- _SHORT PROBLEM_: Copy the records below verbatim, starting at the line containing "object=green tree" and ending at the line containing "[358,71,379,88]", both included.

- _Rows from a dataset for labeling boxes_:
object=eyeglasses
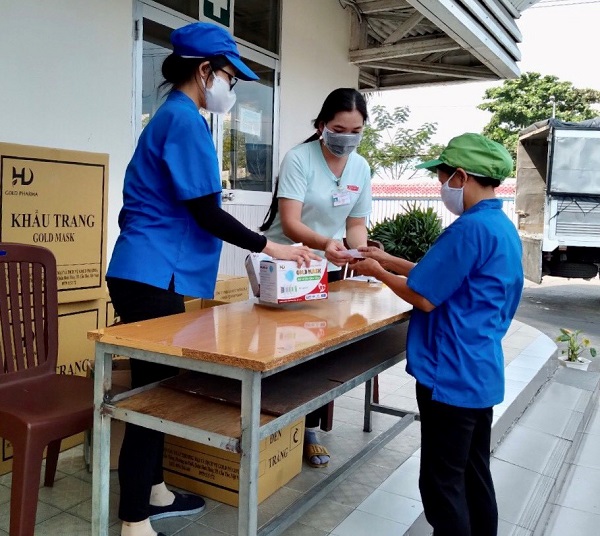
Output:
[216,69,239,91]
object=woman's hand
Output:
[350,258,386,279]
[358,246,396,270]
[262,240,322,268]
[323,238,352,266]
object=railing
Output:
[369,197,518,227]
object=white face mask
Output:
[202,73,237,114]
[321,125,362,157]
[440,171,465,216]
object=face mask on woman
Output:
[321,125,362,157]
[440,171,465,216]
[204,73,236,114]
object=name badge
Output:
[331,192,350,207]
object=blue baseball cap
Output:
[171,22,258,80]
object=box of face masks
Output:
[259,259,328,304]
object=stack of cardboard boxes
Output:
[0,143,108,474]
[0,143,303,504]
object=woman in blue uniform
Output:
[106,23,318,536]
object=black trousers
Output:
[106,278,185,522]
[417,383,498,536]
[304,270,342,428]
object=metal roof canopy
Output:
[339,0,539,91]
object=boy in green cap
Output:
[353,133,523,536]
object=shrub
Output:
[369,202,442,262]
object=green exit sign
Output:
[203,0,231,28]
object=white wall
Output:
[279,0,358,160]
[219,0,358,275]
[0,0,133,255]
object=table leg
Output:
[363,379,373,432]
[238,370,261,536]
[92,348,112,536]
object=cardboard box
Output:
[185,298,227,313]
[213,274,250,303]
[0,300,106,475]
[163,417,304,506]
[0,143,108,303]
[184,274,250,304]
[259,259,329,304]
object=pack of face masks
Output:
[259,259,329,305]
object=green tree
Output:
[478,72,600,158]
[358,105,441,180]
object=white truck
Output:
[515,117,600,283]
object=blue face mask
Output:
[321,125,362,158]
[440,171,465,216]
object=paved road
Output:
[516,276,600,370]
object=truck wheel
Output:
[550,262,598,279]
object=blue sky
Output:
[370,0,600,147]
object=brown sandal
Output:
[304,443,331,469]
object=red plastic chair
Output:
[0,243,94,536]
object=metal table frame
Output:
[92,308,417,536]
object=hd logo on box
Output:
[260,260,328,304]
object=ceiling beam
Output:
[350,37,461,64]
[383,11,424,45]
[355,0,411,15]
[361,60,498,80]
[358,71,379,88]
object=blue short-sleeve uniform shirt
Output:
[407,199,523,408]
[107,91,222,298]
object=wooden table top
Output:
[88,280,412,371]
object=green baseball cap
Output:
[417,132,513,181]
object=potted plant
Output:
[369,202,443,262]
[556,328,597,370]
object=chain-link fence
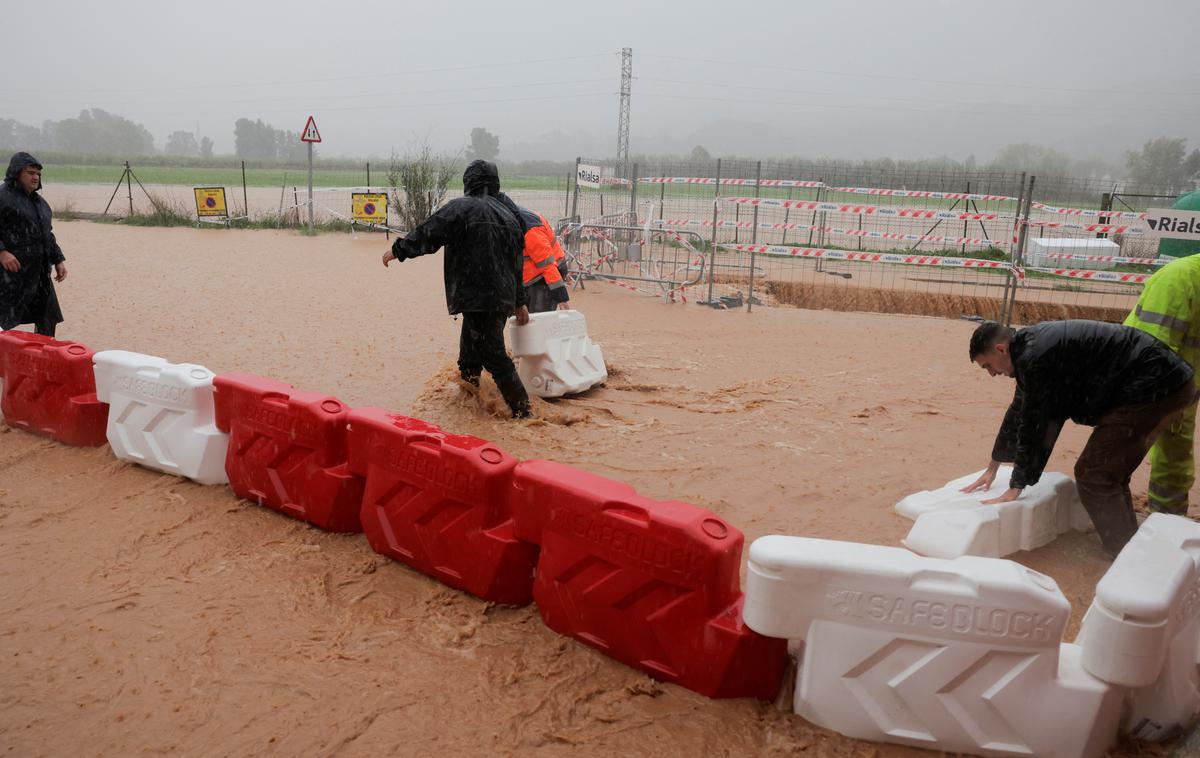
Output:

- _FINAL RESULT_:
object=green tree
Output:
[478,72,600,158]
[358,105,441,180]
object=white truck
Output:
[515,117,600,283]
object=blue face mask
Output:
[321,125,362,158]
[440,171,465,216]
object=paved road
Output:
[516,276,600,370]
object=truck wheel
Output:
[550,262,598,279]
object=blue sky
Output:
[370,0,600,147]
object=brown sandal
Output:
[304,443,331,469]
object=red plastic chair
Output:
[0,243,94,536]
object=metal table frame
Output:
[92,308,417,536]
object=hd logo on box
Output:
[260,260,328,304]
object=ceiling beam
Output:
[350,37,461,64]
[383,11,424,45]
[355,0,411,15]
[361,60,498,80]
[358,71,379,88]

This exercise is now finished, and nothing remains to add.